>> START RECORDS SHOWN

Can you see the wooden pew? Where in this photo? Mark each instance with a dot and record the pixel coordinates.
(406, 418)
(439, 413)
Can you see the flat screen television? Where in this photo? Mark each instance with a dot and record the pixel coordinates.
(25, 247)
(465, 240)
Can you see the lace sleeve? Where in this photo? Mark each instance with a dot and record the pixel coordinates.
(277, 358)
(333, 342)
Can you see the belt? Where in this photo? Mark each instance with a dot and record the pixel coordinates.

>> END RECORDS SHOWN
>> START RECORDS SHOWN

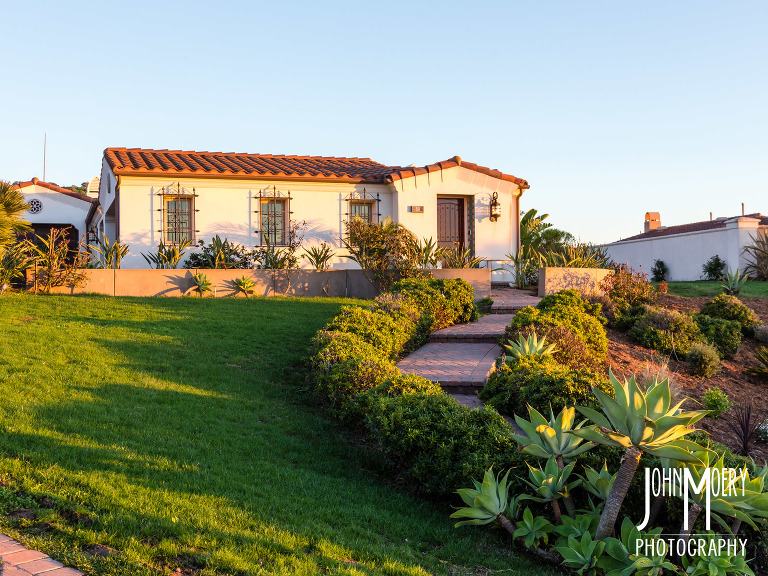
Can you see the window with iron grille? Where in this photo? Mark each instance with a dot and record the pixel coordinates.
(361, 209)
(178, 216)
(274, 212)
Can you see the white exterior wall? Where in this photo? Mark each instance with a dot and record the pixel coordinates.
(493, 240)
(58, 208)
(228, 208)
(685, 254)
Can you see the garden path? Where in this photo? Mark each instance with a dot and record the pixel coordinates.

>> END RECORDS SHOWN

__WHAT IS EXPECTED__. Report in full every line above that contains the string "television", treating uppercase and lowercase as different.

__RIGHT ANSWER__.
Can you see the flat screen television? Where in this photo? Mark each instance with a dot and record the pixel coordinates.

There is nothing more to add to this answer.